Dataset excerpts on pointing at objects

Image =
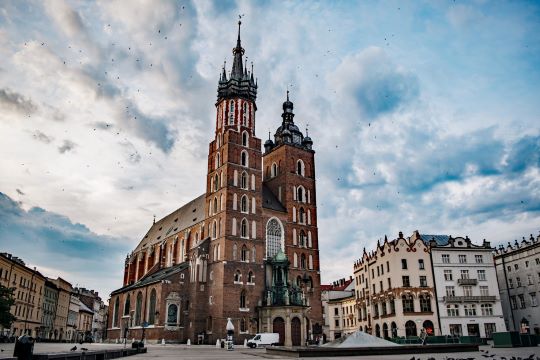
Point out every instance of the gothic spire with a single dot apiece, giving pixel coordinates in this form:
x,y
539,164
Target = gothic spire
x,y
237,69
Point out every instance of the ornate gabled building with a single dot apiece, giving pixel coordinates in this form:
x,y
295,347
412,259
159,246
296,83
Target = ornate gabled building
x,y
518,276
247,249
395,289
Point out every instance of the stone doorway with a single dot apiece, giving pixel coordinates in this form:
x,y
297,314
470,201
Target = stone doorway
x,y
278,326
296,332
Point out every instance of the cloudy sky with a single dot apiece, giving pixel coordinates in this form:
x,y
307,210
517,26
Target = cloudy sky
x,y
424,115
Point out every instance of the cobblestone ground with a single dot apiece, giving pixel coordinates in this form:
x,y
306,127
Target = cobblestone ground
x,y
210,352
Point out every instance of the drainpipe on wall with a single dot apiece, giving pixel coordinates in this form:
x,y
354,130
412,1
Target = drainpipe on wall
x,y
435,290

▶ [TASK] Convert every line of the items above into a numbered list, omitting blank lines and leaving the pictures out.

▶ [WRITTEN RESPONSE]
1. Image =
2. Point out every instance of the gothic spire with a single dot apiece, giving pixel coordinates in this form:
3. x,y
4. 539,164
5. Target = gothic spire
6. x,y
7. 237,69
8. Point out every instance of the ornate gabled building with a single dot apiece, giving pixel coordinates in this form:
9. x,y
10. 295,347
11. 412,259
12. 159,246
13. 296,83
14. Target = ornate gabled building
15. x,y
16. 518,276
17. 247,249
18. 395,289
19. Point out every instance of the stone doorway with a single dot apiece, giving pixel coordinates in this form:
20. x,y
21. 297,314
22. 470,201
23. Target = stone doorway
24. x,y
25. 278,326
26. 296,332
27. Point out every instance of the cloudy sky with a single dot apiece, giving pixel coordinates in this form:
28. x,y
29. 307,210
30. 517,26
31. Target = cloudy sky
32. x,y
33. 424,115
34. Point out every instance of the cobblestone ground with a single dot apiece, giving pixel coordinates in this form:
35. x,y
36. 306,127
37. Target = cobblestone ground
38. x,y
39. 210,352
40. Point out every instance of the drainpipe on wall with a single dot apiece, giving pixel coordinates in this form:
41. x,y
42. 354,130
43. 412,1
44. Target = drainpipe on wall
45. x,y
46. 435,290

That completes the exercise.